- _DATASET EXCERPTS_:
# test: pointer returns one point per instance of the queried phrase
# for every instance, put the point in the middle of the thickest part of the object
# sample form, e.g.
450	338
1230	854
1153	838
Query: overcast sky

...

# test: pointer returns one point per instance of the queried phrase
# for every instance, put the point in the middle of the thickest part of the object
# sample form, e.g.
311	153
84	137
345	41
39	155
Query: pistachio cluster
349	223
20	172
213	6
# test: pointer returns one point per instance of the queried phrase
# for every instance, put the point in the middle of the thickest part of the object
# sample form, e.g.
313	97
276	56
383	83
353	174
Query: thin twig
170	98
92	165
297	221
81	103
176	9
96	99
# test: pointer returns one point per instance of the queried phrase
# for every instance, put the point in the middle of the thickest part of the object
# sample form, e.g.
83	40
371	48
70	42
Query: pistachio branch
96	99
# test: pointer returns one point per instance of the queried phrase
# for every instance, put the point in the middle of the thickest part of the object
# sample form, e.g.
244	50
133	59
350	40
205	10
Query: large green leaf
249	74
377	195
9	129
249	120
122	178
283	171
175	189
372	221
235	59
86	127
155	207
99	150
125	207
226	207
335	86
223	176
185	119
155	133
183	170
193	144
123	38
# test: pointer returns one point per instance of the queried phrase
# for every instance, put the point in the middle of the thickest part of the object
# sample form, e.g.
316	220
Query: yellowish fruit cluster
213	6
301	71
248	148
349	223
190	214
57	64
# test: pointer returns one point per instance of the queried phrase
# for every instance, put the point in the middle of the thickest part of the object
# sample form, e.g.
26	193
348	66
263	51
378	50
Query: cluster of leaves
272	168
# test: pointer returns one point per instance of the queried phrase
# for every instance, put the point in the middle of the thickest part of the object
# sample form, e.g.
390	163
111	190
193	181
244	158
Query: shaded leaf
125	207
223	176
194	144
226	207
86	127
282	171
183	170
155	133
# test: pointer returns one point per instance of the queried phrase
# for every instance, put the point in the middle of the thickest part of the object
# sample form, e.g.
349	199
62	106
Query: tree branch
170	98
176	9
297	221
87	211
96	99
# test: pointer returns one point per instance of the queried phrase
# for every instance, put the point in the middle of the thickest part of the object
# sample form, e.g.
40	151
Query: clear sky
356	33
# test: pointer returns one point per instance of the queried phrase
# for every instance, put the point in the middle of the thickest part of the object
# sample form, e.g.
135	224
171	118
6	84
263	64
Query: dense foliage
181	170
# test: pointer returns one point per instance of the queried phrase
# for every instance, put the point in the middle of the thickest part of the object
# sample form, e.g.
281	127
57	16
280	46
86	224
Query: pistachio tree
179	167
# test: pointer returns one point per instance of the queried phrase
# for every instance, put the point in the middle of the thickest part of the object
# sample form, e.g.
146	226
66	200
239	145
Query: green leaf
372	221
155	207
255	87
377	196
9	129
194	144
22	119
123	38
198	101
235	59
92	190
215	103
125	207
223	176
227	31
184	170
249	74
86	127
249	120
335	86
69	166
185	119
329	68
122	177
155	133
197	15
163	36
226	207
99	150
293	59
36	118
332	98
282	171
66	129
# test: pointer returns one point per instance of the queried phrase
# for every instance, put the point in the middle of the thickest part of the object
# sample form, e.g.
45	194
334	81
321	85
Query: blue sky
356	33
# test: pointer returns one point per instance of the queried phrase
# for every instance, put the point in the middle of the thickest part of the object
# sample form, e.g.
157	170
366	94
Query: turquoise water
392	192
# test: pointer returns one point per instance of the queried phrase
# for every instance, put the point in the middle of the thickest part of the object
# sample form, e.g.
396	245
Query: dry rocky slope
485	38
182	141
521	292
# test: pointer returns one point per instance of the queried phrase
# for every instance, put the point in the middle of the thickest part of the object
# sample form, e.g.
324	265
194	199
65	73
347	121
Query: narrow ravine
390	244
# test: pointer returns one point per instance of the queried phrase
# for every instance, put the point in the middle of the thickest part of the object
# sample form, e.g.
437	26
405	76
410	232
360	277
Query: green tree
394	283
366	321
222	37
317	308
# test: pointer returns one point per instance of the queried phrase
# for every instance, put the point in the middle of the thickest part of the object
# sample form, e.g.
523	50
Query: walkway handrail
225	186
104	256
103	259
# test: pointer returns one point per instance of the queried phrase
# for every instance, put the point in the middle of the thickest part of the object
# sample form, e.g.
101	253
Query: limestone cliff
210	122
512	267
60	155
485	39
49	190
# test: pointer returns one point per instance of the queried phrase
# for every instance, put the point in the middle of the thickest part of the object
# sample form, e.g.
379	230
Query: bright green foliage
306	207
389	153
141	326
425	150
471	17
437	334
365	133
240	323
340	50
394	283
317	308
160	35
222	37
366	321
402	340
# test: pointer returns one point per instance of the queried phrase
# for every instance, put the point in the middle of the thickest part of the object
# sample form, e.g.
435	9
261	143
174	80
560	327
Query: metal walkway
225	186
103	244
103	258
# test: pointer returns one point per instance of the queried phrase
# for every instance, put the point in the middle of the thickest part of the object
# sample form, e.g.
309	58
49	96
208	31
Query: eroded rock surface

- _WRITTEN TASK_: Show every line of the material that contains the word "walkway", copying each line in full.

- _ANSWER_:
Query: walkway handrail
Query: metal walkway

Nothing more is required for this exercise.